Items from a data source
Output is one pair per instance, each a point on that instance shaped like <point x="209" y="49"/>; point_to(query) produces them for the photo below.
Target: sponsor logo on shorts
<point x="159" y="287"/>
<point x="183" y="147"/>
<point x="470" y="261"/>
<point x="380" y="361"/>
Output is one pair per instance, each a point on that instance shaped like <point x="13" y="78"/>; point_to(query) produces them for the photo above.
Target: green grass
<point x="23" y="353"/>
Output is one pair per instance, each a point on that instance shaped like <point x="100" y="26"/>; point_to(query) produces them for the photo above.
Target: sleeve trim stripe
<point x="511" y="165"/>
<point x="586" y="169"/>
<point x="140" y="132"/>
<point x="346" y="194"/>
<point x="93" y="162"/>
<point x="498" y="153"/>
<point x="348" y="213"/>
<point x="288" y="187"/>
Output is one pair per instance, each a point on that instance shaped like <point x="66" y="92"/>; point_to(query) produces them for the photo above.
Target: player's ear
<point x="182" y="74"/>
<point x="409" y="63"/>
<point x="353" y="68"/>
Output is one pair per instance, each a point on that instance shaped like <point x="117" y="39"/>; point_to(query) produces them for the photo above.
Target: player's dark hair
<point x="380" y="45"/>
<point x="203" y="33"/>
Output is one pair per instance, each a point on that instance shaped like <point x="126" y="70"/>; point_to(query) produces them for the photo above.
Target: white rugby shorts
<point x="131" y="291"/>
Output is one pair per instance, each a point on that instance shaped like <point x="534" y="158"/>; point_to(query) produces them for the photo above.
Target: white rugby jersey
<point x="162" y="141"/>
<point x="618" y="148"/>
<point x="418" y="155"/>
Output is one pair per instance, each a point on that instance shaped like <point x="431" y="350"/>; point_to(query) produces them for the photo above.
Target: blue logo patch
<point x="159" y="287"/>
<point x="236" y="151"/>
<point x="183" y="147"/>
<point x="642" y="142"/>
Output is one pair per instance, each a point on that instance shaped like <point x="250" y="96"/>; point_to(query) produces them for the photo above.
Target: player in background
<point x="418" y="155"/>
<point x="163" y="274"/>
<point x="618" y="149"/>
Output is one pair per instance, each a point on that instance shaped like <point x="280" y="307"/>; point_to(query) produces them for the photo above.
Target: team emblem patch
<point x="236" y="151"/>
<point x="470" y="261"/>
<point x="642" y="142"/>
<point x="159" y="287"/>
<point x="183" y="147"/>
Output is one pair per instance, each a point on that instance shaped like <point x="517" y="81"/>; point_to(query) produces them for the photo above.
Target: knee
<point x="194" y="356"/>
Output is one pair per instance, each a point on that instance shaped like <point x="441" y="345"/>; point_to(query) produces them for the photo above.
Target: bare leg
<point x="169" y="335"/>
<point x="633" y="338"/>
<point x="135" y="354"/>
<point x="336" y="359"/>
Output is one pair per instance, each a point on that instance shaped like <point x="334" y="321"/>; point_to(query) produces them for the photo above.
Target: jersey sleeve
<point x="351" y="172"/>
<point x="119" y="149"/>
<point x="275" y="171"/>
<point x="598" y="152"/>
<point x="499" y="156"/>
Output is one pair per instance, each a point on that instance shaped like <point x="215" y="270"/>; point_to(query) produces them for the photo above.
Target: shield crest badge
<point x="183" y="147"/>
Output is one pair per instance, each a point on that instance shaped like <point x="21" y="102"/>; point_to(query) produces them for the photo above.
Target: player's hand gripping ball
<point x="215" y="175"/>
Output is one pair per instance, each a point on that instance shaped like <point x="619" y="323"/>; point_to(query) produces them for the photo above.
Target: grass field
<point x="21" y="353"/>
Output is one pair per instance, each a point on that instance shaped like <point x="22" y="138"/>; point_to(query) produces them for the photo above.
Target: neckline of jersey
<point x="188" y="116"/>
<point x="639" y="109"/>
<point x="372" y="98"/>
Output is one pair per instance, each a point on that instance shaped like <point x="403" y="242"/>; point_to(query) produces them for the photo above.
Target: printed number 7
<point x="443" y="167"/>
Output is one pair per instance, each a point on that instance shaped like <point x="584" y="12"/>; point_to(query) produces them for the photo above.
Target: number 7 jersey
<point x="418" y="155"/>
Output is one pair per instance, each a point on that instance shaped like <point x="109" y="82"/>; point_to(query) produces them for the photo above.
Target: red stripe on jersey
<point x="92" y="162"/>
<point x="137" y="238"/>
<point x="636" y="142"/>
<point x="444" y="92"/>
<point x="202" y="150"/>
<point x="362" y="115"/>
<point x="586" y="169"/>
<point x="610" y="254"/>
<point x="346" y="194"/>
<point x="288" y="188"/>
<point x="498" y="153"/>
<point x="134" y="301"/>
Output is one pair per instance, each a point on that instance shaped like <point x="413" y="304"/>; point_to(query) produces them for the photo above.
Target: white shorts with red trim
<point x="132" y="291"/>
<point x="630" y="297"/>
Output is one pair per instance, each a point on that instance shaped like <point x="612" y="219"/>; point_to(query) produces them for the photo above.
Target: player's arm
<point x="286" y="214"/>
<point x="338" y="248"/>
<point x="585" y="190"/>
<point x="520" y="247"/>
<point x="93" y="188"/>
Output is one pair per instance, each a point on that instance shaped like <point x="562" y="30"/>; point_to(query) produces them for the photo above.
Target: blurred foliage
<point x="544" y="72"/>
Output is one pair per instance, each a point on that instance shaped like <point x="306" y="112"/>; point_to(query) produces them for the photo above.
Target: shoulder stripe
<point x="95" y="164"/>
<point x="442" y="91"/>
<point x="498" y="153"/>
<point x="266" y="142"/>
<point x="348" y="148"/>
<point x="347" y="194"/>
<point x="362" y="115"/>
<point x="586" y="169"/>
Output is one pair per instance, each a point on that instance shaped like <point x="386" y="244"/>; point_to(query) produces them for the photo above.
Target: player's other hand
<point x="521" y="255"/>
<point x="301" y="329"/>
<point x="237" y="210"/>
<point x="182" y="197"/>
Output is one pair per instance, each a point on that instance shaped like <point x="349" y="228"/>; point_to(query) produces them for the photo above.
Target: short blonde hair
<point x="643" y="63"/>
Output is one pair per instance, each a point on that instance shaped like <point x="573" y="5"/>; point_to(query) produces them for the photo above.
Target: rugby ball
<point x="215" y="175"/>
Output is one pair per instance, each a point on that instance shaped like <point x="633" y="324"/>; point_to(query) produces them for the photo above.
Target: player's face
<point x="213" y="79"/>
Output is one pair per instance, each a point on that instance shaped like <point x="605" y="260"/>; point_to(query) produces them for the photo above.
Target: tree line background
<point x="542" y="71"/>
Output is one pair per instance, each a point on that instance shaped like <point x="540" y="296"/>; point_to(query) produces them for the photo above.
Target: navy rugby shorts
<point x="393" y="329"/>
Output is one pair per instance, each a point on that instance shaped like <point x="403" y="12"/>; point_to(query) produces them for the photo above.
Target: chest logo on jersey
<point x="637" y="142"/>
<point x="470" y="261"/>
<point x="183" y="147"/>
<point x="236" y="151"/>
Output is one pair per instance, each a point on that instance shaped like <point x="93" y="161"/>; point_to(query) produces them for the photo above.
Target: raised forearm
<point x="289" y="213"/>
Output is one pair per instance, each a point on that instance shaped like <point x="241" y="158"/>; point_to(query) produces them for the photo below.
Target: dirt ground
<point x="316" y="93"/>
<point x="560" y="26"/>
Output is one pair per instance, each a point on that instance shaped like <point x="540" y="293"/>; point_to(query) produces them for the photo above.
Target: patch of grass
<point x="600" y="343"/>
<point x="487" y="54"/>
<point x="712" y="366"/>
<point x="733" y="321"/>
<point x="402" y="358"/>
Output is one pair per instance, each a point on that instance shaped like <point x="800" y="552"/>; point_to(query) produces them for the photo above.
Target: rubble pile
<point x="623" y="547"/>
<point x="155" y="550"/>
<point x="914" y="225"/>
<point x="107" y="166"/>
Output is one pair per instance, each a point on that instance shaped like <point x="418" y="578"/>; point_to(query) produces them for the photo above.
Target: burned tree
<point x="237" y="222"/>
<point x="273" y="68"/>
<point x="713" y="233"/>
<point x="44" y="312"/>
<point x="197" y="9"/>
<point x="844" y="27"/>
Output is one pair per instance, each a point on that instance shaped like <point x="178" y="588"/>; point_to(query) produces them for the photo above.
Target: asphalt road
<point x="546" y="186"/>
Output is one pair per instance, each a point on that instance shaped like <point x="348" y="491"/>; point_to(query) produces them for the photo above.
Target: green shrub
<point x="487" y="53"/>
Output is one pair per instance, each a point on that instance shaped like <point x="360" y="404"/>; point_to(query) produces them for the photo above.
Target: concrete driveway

Task description ::
Which lines in the listing above contain the string "trim", matching case exactly? Pick out each of those lines and copy it.

Result ::
Target: sleeve trim stripe
Target: white shorts with red trim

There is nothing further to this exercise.